TASK DIRECTIONS. Reproduce verbatim the lines of the listing below, starting with the line that contains "Verify: does the image above include any gray" and continuing through the last line of the listing, both included.

GIVEN DATA.
○ ○ ○ ○ ○
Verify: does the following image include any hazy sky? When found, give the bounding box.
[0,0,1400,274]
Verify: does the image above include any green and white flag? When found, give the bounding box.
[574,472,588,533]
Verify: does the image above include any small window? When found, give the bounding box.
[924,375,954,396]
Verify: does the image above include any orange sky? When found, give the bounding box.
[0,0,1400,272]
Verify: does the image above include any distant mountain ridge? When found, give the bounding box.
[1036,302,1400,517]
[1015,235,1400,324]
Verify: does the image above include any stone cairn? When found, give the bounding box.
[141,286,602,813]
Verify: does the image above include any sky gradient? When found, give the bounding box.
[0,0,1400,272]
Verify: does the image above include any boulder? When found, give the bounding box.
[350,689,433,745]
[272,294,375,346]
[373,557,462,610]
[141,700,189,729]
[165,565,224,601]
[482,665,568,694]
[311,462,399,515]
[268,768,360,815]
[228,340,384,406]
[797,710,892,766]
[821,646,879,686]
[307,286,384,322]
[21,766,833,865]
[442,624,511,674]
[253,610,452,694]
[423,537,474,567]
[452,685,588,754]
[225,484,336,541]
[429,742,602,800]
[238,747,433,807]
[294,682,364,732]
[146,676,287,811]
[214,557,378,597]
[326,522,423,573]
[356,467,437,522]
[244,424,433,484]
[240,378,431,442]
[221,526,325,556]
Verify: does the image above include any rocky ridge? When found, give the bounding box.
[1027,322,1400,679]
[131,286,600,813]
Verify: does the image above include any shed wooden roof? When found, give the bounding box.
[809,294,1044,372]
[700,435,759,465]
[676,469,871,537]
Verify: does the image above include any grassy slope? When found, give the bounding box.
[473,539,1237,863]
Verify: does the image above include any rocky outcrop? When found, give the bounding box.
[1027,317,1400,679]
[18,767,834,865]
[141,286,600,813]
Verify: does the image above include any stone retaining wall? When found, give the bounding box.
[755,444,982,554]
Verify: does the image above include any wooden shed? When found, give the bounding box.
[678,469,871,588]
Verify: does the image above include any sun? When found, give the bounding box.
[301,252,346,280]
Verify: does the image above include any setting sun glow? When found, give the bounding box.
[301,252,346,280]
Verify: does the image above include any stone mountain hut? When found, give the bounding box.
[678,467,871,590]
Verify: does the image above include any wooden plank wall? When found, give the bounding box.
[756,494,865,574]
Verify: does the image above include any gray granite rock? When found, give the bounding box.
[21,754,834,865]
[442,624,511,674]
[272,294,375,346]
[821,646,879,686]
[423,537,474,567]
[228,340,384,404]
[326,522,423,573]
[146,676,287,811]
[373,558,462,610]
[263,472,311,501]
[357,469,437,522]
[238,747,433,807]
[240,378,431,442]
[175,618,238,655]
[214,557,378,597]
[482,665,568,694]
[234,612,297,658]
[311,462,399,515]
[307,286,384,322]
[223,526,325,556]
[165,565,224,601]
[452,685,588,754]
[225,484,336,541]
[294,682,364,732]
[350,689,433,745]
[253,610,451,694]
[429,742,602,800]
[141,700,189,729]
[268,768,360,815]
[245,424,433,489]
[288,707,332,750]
○ ○ ○ ○ ○
RESPONSE.
Verify: does the image above include any gray granite rock? When found, give the bounding box.
[21,754,834,865]
[442,624,511,674]
[272,294,375,346]
[821,646,879,686]
[423,537,474,567]
[228,340,384,404]
[326,522,423,573]
[146,676,287,811]
[373,558,462,610]
[263,472,311,501]
[357,469,437,522]
[238,747,433,807]
[240,378,431,442]
[175,618,238,655]
[214,557,378,597]
[482,665,568,694]
[234,612,297,658]
[311,462,399,515]
[307,286,384,322]
[223,526,325,556]
[165,565,224,601]
[452,685,588,754]
[225,484,336,541]
[294,682,364,732]
[350,689,433,745]
[253,610,451,694]
[429,742,602,800]
[141,700,189,729]
[268,768,360,815]
[245,424,433,489]
[288,707,332,750]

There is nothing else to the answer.